§ **Source passage**:
Clearbot

Clearbot is a swarm of trash collecting robots that use AI-Vision to detect and collect trash from water bodies. These robots are fully autonomous, solar-powered and work as a team to remove trash. In comparison to any current solution, Clearbot is 15x cheaper, has 5x more reach and removes 2x more trash daily (24x7x365).

Project Aim

Create a model that can label images of trash at ~80% precision & recall to improve on manual label speed.
Collect and output statistical information about distribution of input images.

Business Value

Our solution will allow Clearbot to significantly reduce annotation time.
Countless man hours saved via the tool will mean long term cost savings and allow more efficient deployment of manpower.

Project Overview

Over 4500 photos scraped and labelled to train YOLOv5
Acheived 92% Precision and 88% Recall on training dataset
Categories Detected: Bottle, Can, Cup, Box Drink, Face Mask, Plastic Bag

Code and Resources

Python Version: Python 3.7.10 (Google Colab)

Tensorflow 2.4.1

Opencv-python 4.1.2

split-folders 0.4.3

LabelImg 1.8.5

Packages: selenium, tkinter, glob

Teammates: Alex Li's GitHub & lhwj0619's GitHub

Process

System Architecture

Data Collection

Due to limited testing data, our team scraped images from the following sources:
- Google Images
- TACO Dataset
- Kaggle Dataset - Plastic
- Trashnet Dataset - Thung & Yang
Python script used to remove duplicate images and images with low resolutions
LabelImg was used to annotate images with bounding boxes

Data Overview

6 Classes Bottle, Can, Cup, Box Drink, Face Mask, Plastic Bag
5,210 Unique Images
9,675 Labels

YOLOv5 Modelling

Experimented with various YOLOv5 models (s/m/l/xl).
The final model was trained on M after considering accuracy, recall, and training/predicting time.
The model produced promising results in identifying objects, however object material could not be differentiated.
- Our solution was to create a GUI to assign material classes quickly and accurately by human eye instead of having a model mislabel material classes.

## CNN Modelling (Experimented, not implemented) * Using the same images (cropped) used in the YOLO Model Training, we trained our CNN model to classify the material given an object category. Eg. This a bottle, is it a plastic or glass bottle. * Material prediction accuracy varied depending on the object category. * Poor results from this method led us to go with the GUI methodology.

CNN Model Experimented

model = tf.keras.Sequential([data_augmentation])
model.add(Conv2D(input_shape=(img_height,img_width,3),filters=64,kernel_size=(3,3),padding="same", activation="relu", kernel_regularizer=regularizers.l1_l2(l1=1e-5, l2=1e-4)))

§ **What the task asks**: Write what comes next in the Clearbot trash-robot write-up above, picking up right after its final line of code.

§ **Material shown**:

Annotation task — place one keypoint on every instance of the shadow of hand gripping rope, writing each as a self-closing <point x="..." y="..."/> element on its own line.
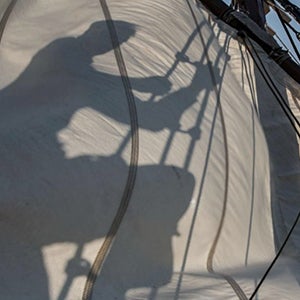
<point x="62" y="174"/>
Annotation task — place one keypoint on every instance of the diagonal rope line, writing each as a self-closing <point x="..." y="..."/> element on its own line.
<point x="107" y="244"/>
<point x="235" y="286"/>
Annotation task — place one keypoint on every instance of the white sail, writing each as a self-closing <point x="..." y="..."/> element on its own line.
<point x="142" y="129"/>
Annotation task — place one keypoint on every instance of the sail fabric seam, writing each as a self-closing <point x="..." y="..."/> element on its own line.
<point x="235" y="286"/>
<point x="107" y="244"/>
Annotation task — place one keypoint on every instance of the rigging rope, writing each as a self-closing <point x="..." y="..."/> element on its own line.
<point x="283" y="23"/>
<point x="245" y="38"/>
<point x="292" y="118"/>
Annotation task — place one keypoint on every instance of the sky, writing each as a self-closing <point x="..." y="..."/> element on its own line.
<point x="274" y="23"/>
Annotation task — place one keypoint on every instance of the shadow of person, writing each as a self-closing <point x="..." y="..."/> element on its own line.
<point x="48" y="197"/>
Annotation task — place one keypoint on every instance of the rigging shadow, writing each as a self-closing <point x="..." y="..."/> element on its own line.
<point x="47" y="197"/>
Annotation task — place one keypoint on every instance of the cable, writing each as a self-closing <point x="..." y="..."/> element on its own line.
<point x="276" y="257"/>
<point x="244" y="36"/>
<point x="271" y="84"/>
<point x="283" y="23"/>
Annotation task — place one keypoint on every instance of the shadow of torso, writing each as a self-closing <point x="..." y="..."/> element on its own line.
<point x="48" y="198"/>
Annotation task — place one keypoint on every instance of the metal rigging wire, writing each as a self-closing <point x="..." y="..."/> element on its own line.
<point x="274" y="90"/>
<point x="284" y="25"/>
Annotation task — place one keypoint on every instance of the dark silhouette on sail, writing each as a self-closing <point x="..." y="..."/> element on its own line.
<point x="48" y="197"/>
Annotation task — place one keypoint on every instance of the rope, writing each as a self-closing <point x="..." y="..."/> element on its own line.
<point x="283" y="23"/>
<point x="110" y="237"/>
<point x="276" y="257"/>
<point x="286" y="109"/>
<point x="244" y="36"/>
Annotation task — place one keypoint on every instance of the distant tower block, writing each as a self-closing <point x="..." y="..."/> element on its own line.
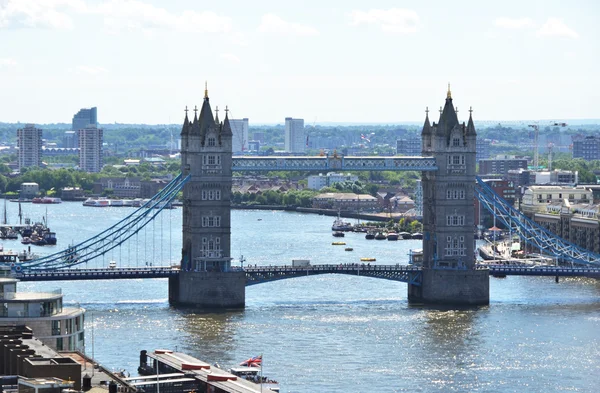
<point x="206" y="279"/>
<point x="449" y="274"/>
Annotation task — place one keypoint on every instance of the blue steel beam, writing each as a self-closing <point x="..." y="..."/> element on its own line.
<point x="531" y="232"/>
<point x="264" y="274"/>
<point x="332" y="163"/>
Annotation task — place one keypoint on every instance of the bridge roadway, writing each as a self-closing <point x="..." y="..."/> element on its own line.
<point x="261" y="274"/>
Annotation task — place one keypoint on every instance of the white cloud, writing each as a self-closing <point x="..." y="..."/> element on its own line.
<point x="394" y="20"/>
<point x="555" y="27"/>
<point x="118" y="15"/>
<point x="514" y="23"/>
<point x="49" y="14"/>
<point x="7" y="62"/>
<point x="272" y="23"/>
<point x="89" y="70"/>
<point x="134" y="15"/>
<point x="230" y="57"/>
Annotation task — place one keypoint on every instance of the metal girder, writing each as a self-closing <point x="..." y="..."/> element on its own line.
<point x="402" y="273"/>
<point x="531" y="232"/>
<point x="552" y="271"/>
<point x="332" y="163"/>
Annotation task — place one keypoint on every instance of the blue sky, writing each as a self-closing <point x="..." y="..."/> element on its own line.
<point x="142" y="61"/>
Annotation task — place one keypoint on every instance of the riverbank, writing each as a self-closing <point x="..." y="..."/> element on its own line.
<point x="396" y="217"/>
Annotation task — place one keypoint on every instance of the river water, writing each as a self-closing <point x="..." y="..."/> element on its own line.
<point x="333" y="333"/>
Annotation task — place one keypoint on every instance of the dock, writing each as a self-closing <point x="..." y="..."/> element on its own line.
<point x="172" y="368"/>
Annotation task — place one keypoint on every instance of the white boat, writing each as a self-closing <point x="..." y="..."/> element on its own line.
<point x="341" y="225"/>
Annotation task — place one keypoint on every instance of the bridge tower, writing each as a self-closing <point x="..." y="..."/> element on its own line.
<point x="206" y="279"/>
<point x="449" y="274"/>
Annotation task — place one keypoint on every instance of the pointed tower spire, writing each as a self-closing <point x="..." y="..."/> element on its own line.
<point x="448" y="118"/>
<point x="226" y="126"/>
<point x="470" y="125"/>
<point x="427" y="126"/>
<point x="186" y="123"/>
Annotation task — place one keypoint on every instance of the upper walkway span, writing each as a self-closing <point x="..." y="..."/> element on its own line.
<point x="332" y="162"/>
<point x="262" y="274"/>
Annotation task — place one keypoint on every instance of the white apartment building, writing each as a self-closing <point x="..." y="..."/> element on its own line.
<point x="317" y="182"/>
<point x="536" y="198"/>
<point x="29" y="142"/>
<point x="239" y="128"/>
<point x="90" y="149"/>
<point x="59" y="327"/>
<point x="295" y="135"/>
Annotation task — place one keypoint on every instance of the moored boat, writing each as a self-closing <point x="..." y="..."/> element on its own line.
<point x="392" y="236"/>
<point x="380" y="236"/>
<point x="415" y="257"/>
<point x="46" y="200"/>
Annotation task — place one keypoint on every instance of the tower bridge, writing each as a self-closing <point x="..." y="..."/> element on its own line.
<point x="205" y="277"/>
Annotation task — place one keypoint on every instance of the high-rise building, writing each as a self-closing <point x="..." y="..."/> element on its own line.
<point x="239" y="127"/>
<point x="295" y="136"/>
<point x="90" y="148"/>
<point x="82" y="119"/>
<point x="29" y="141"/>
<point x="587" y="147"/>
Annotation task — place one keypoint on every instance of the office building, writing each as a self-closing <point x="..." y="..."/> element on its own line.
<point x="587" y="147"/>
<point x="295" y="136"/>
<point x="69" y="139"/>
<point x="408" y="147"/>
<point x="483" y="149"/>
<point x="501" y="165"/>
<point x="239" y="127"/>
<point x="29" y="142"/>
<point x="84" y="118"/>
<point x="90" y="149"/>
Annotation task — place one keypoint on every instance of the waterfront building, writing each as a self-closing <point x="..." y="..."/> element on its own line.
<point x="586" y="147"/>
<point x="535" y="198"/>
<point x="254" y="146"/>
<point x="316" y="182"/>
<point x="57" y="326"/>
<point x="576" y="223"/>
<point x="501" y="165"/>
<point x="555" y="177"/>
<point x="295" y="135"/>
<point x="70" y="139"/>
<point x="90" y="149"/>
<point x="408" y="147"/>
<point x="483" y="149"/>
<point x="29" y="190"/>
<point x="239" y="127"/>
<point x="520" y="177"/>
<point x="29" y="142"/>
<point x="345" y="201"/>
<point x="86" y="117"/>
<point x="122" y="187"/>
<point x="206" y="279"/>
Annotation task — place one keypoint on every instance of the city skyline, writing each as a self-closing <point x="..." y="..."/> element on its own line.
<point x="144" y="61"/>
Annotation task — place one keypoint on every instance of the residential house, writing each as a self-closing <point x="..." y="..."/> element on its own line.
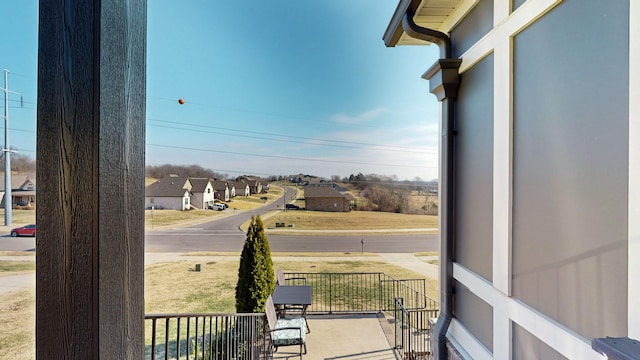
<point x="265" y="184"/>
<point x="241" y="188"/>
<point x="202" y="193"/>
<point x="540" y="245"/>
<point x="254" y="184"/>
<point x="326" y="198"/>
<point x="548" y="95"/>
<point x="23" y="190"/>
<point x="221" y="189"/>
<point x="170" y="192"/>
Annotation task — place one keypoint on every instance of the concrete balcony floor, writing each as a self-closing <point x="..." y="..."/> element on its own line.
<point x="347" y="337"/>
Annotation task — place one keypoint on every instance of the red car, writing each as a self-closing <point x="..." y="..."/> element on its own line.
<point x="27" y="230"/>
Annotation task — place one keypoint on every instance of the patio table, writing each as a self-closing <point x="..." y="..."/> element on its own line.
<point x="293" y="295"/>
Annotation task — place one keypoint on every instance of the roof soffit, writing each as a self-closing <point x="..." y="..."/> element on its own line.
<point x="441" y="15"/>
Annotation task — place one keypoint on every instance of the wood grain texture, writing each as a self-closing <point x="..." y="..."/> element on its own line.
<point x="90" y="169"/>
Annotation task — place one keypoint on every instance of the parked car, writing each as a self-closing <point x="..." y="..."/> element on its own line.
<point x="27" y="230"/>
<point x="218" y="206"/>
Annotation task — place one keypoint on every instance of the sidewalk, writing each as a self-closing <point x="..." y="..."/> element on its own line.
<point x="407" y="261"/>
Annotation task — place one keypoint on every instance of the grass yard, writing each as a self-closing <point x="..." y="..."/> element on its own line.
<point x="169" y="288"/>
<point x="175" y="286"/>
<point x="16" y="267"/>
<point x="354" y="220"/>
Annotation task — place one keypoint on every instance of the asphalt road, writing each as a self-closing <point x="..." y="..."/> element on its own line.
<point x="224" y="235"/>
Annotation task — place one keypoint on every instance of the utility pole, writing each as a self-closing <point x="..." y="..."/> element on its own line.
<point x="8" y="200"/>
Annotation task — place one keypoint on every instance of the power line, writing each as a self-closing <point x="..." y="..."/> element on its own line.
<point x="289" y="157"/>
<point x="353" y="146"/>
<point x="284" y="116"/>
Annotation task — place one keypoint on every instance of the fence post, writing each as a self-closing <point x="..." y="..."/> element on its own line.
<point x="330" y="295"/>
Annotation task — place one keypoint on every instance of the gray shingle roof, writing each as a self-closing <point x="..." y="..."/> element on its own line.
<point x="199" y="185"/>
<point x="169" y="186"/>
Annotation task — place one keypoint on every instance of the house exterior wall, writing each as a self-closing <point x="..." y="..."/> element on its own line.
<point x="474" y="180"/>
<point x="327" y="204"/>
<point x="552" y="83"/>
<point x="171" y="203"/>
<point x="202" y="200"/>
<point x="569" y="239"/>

§ **Final answer**:
model.add(MaxPooling2D(pool_size=2,)) 
model.add(Dropout(0.2))
model.add(Conv2D(kernel_size = 2, filters = 64, activation='relu', kernel_regularizer=regularizers.l1_l2(l1=1e-5, l2=1e-4)))
model.add(Conv2D(kernel_size = 2, filters = 64, activation='relu', kernel_regularizer=regularizers.l1_l2(l1=1e-5, l2=1e-4)))
model.add(MaxPooling2D(pool_size=2))
model.add(Dropout(0.2))
model.add(Conv2D(kernel_size = 2, filters = 128, activation='relu', kernel_regularizer=regularizers.l1_l2(l1=1e-5, l2=1e-4)))
model.add(Conv2D(kernel_size = 2, filters = 128, activation='relu', kernel_regularizer=regularizers.l1_l2(l1=1e-5, l2=1e-4)))
model.add(MaxPooling2D(pool_size=2))
model.add(Dropout(0.2))
model.add(Conv2D(kernel_size = 2, filters = 256, activation='relu', kernel_regularizer=regularizers.l1_l2(l1=1e-5, l2=1e-4)))
model.add(Conv2D(kernel_size = 2, filters = 256, activation='relu', kernel_regularizer=regularizers.l1_l2(l1=1e-5, l2=1e-4)))
model.add(MaxPooling2D(pool_size = 2))
model.add(Dropout(0.2))
model.add(GlobalMaxPooling2D())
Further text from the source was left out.